__YOUR GOAL__. Reproduce the entries exactly, from their first line through the line containing "M 138 116 L", with both of those lines included.
******************************
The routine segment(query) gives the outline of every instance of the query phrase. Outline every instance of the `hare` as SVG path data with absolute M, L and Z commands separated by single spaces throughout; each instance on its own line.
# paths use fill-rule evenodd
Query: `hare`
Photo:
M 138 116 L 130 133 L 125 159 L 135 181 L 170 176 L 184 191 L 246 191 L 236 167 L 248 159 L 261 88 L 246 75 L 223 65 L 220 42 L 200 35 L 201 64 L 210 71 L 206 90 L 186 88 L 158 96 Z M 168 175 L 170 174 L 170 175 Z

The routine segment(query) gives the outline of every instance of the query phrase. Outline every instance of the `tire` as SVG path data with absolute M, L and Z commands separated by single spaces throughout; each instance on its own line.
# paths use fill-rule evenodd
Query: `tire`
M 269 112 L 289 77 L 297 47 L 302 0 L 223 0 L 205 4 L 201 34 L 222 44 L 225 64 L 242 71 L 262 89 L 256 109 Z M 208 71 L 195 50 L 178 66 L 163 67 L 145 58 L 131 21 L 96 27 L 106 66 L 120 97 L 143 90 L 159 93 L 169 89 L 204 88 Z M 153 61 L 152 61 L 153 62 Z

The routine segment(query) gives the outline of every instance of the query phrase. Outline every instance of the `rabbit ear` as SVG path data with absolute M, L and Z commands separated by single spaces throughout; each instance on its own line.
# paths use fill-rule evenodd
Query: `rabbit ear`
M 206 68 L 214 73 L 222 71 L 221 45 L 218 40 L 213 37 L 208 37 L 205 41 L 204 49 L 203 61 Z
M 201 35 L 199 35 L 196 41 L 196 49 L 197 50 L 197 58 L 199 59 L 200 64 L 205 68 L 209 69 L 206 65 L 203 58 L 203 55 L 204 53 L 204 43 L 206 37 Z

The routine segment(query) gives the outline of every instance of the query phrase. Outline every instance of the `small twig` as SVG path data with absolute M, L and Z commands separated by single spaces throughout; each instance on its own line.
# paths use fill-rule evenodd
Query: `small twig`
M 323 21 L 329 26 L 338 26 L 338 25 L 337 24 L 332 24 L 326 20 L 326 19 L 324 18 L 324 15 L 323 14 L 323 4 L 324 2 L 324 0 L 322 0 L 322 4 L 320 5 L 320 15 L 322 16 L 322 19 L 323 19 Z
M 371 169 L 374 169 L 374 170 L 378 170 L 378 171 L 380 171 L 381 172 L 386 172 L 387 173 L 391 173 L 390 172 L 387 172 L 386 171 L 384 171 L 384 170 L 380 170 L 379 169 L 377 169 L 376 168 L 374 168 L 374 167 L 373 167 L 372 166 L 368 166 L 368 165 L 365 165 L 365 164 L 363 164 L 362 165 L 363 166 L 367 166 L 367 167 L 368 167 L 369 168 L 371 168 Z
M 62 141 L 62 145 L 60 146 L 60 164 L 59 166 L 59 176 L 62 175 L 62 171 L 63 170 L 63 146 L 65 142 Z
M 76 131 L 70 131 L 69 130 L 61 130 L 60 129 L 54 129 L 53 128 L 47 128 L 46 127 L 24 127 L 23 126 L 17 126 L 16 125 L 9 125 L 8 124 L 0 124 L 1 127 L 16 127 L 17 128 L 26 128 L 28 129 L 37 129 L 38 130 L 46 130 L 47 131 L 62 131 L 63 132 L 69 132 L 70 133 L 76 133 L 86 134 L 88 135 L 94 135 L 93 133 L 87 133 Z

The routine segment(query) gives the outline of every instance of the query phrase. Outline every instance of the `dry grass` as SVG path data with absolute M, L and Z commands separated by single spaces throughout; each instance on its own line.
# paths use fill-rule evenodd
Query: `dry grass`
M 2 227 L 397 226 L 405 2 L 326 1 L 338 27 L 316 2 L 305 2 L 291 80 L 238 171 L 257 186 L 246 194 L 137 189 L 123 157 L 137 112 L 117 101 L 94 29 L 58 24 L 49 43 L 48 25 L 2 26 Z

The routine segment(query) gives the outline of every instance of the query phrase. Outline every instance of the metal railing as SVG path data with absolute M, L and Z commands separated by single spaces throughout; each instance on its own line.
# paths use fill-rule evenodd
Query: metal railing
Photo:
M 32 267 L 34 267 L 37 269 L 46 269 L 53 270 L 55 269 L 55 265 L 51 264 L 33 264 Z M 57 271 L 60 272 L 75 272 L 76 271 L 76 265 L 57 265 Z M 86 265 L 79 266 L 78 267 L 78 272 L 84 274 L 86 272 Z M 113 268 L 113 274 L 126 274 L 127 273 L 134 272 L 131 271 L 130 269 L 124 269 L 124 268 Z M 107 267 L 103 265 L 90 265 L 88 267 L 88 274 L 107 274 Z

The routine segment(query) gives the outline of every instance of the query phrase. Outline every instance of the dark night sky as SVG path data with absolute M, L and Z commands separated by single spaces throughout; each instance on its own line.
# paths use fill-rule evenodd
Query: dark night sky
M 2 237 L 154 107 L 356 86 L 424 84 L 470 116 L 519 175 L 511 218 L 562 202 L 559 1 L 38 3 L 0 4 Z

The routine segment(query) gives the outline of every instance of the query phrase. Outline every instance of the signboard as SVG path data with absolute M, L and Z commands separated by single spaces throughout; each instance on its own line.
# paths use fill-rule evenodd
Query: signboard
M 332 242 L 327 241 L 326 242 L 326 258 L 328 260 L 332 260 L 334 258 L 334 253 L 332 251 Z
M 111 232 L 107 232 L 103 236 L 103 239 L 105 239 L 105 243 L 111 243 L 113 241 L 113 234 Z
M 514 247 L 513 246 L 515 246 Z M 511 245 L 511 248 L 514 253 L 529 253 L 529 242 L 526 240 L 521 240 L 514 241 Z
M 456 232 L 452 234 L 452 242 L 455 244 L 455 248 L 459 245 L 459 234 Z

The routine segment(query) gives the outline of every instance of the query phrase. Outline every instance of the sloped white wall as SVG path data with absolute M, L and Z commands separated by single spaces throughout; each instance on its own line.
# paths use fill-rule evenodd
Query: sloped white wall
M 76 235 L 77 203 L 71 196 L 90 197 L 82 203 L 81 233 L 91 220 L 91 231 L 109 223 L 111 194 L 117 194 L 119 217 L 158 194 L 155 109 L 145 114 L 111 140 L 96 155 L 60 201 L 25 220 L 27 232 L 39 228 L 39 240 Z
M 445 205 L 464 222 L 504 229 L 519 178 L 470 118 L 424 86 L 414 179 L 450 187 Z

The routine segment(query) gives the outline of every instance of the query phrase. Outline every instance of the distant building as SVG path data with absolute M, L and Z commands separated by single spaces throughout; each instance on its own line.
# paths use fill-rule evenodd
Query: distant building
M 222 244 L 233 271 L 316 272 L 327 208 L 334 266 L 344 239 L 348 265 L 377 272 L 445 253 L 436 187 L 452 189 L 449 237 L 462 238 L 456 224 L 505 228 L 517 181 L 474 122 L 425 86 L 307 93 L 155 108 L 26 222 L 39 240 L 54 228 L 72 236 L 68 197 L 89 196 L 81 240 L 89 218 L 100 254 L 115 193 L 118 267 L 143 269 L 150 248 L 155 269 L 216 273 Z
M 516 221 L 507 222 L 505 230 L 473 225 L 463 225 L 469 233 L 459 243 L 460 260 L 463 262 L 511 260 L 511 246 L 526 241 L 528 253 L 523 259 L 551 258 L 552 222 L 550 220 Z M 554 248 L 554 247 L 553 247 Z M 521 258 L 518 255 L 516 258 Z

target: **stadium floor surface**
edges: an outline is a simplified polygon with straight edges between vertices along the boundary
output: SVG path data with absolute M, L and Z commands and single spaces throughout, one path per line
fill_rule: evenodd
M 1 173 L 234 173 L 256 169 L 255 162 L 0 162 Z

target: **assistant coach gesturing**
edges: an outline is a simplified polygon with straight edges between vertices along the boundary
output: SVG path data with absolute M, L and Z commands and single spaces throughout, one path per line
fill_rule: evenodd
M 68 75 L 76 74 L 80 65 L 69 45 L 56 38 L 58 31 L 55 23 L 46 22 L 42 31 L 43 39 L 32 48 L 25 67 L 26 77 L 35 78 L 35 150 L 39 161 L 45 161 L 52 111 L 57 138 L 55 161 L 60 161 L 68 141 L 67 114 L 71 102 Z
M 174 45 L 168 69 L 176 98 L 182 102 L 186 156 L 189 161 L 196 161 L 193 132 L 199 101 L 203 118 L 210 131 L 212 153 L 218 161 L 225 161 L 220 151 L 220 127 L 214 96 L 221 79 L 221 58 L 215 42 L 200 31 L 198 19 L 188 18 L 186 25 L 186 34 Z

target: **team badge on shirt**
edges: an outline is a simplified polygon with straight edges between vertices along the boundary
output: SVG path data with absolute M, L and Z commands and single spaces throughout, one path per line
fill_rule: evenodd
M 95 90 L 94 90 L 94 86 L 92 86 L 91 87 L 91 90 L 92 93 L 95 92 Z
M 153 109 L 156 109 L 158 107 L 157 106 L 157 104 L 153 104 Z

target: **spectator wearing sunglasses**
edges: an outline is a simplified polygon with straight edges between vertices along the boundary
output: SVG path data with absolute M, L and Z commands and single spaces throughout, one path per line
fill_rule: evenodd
******************************
__TASK SOLUTION__.
The routine segment(query) gives the outline of every instance of the query phrase. Outline every instance of the `hare` as SVG path data with absolute M, L and Z commands separated by single spaces throughout; each instance on its own line.
# paths use fill-rule evenodd
Query: `hare`
Photo:
M 138 116 L 130 133 L 125 159 L 135 181 L 170 176 L 184 191 L 246 191 L 236 167 L 248 159 L 261 88 L 246 75 L 223 65 L 220 42 L 200 35 L 201 64 L 210 71 L 206 90 L 186 88 L 158 96 Z M 168 175 L 170 174 L 170 175 Z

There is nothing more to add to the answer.